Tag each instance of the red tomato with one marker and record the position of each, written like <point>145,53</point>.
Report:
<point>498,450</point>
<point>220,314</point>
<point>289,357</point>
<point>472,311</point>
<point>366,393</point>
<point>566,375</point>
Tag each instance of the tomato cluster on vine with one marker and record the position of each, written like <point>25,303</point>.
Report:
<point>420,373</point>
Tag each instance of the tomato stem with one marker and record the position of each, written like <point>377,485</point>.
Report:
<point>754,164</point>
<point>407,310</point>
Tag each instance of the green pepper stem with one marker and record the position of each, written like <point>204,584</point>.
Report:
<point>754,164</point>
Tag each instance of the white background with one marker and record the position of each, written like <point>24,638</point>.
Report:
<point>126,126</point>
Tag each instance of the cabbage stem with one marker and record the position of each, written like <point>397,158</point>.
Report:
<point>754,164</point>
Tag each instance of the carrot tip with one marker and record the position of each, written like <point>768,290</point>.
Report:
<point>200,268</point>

--------------------------------------------------

Can you recast all the records above as a two-column CSV with the headers text and answer? Give one row per record, with its wording and its answer each in a single quoted field and line breaks replaced by spaces.

Reply:
text,answer
"Tag each instance of the red tomato with one marker and record the position of each, written like <point>145,53</point>. Report:","<point>498,450</point> <point>220,314</point> <point>289,357</point> <point>472,311</point> <point>366,393</point> <point>566,375</point>"
"Tag each instance of the tomato cluster on vine with one marker and record the position of each, written like <point>25,303</point>. Report:","<point>420,373</point>"
"Tag each instance of the tomato stem with one marker and record the position of each, written like <point>377,485</point>. Report:","<point>754,164</point> <point>407,310</point>"
"Tag each instance of the green pepper stem with one marker and record the position of each, written like <point>204,584</point>. Report:","<point>754,164</point>"
"Tag each instance of the white background with one marker and record the position of each, written like <point>24,638</point>. Report:","<point>126,126</point>"
"Tag each instance of the cabbage stem with one marker and record the position of each, written like <point>397,158</point>. Report:","<point>754,164</point>"
"Tag each instance of the carrot tip with one marker and record the position of each, written like <point>768,290</point>. Report:","<point>200,268</point>"